▶ TASK BRIEF: In the records below, find every line that contains "window" and list it.
┌──
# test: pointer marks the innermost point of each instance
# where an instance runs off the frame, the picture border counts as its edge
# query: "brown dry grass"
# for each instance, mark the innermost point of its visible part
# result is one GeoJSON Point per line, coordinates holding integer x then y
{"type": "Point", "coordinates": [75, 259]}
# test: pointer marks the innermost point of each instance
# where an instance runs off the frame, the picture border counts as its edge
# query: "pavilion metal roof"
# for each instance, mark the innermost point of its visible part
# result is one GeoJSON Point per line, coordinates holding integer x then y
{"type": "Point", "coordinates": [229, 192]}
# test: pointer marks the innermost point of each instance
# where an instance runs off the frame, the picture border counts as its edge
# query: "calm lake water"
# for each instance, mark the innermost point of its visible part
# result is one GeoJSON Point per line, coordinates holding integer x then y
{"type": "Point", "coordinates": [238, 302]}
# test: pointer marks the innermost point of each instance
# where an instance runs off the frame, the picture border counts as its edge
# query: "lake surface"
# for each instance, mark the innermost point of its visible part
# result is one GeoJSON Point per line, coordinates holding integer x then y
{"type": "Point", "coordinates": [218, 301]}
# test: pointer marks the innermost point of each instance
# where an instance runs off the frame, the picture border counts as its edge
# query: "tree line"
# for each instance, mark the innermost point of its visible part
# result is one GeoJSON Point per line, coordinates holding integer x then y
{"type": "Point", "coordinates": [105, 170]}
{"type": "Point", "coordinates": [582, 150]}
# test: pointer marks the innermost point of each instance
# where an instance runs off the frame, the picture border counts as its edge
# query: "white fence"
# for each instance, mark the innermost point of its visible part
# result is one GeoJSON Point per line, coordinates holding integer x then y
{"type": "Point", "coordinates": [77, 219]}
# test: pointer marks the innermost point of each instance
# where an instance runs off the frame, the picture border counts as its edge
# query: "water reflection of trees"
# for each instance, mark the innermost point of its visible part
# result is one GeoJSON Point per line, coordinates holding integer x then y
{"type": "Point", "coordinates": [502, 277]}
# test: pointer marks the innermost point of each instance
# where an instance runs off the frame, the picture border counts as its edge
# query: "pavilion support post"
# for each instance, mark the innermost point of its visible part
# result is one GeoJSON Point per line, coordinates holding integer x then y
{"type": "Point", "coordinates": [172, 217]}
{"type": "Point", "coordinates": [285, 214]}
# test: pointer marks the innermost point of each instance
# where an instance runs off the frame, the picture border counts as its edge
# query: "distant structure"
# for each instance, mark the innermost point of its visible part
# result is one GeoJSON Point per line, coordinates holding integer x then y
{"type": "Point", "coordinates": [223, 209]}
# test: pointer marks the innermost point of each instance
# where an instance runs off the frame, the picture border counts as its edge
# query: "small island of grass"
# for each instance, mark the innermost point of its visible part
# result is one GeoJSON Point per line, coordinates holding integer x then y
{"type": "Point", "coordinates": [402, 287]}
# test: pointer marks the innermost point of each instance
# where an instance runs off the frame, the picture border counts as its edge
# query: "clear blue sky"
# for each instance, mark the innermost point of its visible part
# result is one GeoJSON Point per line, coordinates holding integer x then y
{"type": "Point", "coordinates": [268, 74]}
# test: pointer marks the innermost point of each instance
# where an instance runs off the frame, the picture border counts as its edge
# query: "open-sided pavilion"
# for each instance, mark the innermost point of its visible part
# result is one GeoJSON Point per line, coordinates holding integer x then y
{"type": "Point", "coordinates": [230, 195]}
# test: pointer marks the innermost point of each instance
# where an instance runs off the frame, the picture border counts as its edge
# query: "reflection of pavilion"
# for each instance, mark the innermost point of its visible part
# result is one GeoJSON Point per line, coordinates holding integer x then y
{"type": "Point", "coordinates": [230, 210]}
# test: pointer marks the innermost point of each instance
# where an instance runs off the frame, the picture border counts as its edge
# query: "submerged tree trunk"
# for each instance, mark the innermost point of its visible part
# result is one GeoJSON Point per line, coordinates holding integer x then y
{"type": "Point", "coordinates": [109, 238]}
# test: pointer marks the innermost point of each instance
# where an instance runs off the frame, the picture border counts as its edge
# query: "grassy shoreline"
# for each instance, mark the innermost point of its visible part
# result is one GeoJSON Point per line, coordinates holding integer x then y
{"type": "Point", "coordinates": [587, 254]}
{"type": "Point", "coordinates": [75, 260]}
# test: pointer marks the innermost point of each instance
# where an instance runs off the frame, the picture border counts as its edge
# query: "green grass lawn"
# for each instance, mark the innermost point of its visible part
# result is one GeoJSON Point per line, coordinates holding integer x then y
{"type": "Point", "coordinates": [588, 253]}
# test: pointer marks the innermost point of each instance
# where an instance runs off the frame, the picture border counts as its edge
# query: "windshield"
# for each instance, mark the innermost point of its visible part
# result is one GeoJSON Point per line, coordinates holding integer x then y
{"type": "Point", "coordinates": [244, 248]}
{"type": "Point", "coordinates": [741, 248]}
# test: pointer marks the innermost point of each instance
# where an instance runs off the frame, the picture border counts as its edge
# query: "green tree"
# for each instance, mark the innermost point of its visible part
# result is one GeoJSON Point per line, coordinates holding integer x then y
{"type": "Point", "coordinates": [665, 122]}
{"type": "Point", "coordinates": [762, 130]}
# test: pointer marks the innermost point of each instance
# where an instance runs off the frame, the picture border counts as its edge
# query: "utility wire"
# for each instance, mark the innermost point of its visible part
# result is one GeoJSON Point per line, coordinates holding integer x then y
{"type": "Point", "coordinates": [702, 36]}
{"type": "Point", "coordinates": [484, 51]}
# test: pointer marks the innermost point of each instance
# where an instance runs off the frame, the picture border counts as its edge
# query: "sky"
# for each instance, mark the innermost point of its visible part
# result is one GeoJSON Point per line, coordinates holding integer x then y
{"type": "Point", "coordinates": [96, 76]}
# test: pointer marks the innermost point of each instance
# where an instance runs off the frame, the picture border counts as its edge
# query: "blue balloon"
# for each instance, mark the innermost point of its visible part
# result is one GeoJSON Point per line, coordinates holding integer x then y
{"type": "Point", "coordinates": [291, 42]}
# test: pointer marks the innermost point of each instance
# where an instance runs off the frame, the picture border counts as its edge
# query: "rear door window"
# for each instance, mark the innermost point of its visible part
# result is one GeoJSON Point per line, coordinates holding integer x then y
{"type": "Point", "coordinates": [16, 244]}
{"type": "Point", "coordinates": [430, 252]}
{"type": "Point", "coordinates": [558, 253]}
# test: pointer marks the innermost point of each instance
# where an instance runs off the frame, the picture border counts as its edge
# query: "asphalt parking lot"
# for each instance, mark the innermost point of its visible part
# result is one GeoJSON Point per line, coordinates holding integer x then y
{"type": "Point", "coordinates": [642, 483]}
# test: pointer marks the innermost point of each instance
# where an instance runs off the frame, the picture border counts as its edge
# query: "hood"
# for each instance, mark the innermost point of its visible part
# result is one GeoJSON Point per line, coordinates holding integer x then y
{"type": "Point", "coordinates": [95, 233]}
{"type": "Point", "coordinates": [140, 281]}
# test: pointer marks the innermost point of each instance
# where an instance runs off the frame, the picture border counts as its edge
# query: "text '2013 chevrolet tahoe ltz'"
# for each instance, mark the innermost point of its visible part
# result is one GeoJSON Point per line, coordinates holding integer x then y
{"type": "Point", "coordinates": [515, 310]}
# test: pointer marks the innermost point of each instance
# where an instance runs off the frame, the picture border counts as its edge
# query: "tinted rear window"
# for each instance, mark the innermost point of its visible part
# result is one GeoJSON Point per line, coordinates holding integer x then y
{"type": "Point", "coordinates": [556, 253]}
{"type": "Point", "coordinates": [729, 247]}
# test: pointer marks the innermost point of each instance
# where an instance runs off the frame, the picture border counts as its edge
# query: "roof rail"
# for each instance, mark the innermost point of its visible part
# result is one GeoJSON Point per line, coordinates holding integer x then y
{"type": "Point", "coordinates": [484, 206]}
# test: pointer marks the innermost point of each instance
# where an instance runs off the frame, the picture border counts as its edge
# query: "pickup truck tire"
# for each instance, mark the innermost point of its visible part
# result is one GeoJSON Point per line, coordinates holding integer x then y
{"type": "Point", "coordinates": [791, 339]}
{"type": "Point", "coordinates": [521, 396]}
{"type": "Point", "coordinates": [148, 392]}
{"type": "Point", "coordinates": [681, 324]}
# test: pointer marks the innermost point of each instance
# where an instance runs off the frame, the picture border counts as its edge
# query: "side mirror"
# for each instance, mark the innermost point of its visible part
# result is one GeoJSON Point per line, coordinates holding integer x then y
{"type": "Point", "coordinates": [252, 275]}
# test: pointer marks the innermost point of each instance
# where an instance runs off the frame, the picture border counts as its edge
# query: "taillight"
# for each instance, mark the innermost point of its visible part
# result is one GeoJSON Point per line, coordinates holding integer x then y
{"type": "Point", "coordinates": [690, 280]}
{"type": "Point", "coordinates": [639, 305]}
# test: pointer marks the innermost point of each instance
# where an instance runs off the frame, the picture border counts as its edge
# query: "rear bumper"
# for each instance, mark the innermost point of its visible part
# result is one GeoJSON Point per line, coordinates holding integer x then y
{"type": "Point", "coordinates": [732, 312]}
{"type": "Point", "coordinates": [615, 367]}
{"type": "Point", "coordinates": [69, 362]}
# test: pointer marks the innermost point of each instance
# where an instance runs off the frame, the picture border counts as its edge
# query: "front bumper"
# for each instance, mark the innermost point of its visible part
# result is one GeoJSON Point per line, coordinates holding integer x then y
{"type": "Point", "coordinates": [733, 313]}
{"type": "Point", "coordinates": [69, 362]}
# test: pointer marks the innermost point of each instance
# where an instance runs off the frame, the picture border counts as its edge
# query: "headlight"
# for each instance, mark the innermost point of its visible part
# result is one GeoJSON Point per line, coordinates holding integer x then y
└──
▶ SOLUTION TO THE EXERCISE:
# query: "rear door window"
# query: "tinted rear window"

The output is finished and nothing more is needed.